Go through the data underneath and report how many lines hold the string "traffic", giving only the number.

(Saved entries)
——

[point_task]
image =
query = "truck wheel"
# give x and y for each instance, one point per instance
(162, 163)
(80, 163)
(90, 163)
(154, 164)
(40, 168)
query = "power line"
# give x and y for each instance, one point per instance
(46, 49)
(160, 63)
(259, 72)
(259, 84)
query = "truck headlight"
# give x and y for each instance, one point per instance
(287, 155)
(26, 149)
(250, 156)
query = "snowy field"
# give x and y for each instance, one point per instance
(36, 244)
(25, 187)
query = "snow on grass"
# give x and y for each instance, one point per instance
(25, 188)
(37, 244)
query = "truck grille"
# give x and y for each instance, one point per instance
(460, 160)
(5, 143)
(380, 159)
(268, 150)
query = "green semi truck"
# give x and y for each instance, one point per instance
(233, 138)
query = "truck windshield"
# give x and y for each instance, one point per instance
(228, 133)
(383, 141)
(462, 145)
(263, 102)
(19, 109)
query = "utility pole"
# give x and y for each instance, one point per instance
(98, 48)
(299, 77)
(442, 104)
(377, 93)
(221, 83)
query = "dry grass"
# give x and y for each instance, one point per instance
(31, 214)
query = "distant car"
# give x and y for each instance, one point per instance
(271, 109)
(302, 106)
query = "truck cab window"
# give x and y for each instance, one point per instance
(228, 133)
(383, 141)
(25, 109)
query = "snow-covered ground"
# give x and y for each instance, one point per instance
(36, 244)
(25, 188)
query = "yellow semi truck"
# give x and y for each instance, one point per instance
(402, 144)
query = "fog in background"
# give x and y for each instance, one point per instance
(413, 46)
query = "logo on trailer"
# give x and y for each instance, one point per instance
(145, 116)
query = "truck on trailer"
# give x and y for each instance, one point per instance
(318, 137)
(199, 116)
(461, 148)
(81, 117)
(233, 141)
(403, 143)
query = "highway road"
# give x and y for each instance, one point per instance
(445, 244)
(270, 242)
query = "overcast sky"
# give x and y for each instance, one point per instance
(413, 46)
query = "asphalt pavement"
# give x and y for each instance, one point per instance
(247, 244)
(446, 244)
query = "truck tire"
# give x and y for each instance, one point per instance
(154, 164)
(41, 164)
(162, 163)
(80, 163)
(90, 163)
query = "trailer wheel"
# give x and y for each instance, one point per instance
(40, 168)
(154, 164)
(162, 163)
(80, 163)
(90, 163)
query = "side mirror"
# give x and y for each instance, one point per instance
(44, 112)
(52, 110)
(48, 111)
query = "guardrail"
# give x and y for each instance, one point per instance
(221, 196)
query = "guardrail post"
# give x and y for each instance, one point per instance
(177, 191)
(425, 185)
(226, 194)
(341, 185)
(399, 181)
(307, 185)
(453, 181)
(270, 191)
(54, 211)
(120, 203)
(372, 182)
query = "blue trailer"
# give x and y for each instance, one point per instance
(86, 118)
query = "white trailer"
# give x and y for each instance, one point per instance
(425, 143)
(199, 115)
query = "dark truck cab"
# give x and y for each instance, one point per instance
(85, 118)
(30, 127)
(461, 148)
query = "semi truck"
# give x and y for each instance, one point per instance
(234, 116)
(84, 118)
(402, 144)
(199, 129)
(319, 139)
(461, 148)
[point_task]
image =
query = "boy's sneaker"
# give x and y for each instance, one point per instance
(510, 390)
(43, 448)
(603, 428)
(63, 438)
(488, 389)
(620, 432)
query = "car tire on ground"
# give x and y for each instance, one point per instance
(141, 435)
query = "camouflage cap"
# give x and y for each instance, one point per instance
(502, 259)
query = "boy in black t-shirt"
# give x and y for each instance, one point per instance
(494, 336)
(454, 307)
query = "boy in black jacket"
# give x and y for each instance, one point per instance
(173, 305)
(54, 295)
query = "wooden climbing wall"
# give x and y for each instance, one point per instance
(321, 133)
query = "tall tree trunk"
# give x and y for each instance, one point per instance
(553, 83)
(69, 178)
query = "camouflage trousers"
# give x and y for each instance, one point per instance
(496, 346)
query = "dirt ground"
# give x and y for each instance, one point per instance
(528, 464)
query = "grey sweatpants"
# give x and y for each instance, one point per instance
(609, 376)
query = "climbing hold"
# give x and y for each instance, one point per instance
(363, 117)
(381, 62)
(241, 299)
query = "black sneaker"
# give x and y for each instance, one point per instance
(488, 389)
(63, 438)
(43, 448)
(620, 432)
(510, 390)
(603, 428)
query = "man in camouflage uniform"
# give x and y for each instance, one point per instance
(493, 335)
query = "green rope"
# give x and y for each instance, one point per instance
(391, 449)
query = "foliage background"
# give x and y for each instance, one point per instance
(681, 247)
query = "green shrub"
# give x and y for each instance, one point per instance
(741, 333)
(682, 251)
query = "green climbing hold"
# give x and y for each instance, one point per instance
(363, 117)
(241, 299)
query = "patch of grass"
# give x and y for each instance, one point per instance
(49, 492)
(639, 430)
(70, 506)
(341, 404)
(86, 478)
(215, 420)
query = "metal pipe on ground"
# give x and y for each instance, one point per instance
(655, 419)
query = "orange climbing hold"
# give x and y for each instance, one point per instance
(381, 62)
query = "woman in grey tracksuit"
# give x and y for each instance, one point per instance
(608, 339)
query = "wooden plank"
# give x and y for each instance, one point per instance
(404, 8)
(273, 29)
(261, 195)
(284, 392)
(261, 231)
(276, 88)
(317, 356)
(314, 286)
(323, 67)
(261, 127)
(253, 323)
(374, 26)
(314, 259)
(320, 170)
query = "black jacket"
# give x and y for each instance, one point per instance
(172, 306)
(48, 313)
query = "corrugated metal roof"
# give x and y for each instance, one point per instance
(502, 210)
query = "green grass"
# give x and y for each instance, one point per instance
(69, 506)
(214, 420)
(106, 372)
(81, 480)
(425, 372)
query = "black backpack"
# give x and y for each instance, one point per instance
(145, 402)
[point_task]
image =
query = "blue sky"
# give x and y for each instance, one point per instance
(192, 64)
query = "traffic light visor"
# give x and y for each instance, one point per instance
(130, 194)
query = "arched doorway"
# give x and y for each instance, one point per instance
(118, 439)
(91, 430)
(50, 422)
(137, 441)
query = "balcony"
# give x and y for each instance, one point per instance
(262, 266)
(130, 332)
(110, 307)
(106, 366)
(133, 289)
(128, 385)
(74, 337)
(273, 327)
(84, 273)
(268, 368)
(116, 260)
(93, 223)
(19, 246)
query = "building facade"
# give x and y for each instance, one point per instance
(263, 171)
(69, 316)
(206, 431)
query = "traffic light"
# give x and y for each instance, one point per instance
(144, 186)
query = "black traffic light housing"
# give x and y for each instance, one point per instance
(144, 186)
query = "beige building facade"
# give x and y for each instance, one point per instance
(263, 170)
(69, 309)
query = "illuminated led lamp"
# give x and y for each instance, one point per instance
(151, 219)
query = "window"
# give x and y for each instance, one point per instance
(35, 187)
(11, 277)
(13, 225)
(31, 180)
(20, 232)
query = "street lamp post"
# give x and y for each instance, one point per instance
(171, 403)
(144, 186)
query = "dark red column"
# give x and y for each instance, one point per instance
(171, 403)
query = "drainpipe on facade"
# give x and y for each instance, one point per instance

——

_Result below_
3